▸ Excerpt:
** begin **

Brain presents a big culinary problem for most of us.  It's squishy; when cooked, it's grey.  Both factors are a huge turn off.  But the bigger issue with brain, I think, stems from the unmistakable resemblance of an animal's brain to our own, and from the immense symbolic weight we place on that organ as the locus of thought and as the seat of the soul.  We rather easily disassociate ourselves from animal flesh, but we've all taken enough high school science classes or watched enough sci-fi and monster movies to recognize that a lamb's brain looks almost exactly like a miniaturized version of our own.  We recognize a little too much of ourselves in a brain.


I first tasted actual lamb's brains a few years ago at Babbo, Mario Batali's flagship New York restaurant.  Batali actively promotes cooking with offal, and his menus reflect his passion.  At Babbo, our server urged us to try the lamb brains francobolli -- postage stamps of fresh pasta stuffed with a mixture of poached brain, ricotta, sauteed onions, and a little seasoning, dressed with gently heated butter, some fresh sage, and a sprinkling of parmesan -- so I took the plunge.  I'm glad I did.  The brain's contribution is more texture -- a slightly creamy lusciousness -- then flavour, but the dish really does taste marvelous.

Of course, Batali does his best to make "the nasty bits" palatable to his patrons.  As others have already pointed out, he usually mixes offal into his dishes in small quantities, and it's probably no coincidence that the lamb's brains are hidden within a pasta envelope.  As they say: out of sight, out of mind.

** end **

▸ What the task asks:
In the piece on cooking brain, what fills the lamb brains francobolli served at Babbo? The listing has no connection to the piece on cooking brain.

Data lines
** begin **

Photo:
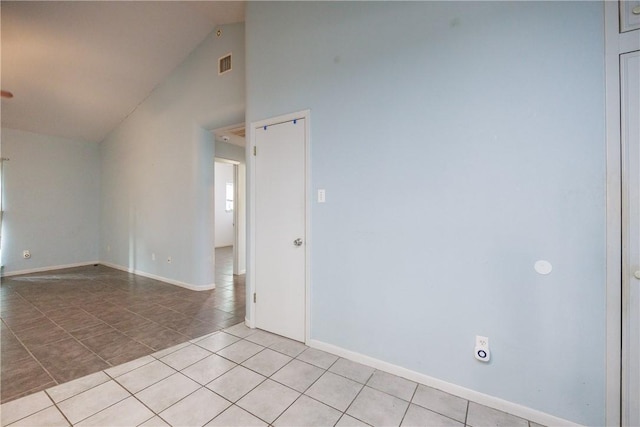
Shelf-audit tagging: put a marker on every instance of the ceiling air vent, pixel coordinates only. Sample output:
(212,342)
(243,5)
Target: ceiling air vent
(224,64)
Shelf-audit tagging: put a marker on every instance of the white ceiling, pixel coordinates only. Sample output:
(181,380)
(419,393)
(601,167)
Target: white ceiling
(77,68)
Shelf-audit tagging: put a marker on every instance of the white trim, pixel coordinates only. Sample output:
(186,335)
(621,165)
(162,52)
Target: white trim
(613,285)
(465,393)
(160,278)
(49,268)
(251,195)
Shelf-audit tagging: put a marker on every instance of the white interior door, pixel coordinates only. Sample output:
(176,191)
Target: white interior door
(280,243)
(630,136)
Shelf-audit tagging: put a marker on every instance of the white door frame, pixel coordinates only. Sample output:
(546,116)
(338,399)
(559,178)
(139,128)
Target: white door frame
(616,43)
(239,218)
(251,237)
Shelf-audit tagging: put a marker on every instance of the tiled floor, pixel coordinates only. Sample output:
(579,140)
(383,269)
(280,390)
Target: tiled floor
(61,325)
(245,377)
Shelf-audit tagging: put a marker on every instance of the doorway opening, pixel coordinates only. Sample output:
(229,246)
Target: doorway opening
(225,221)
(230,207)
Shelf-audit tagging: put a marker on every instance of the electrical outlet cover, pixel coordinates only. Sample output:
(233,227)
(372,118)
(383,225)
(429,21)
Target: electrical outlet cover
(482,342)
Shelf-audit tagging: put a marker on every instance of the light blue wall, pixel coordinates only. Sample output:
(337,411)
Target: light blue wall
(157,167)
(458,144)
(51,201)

** end **

▸ Written reply:
A mixture of poached brain, ricotta, sauteed onions, and a little seasoning.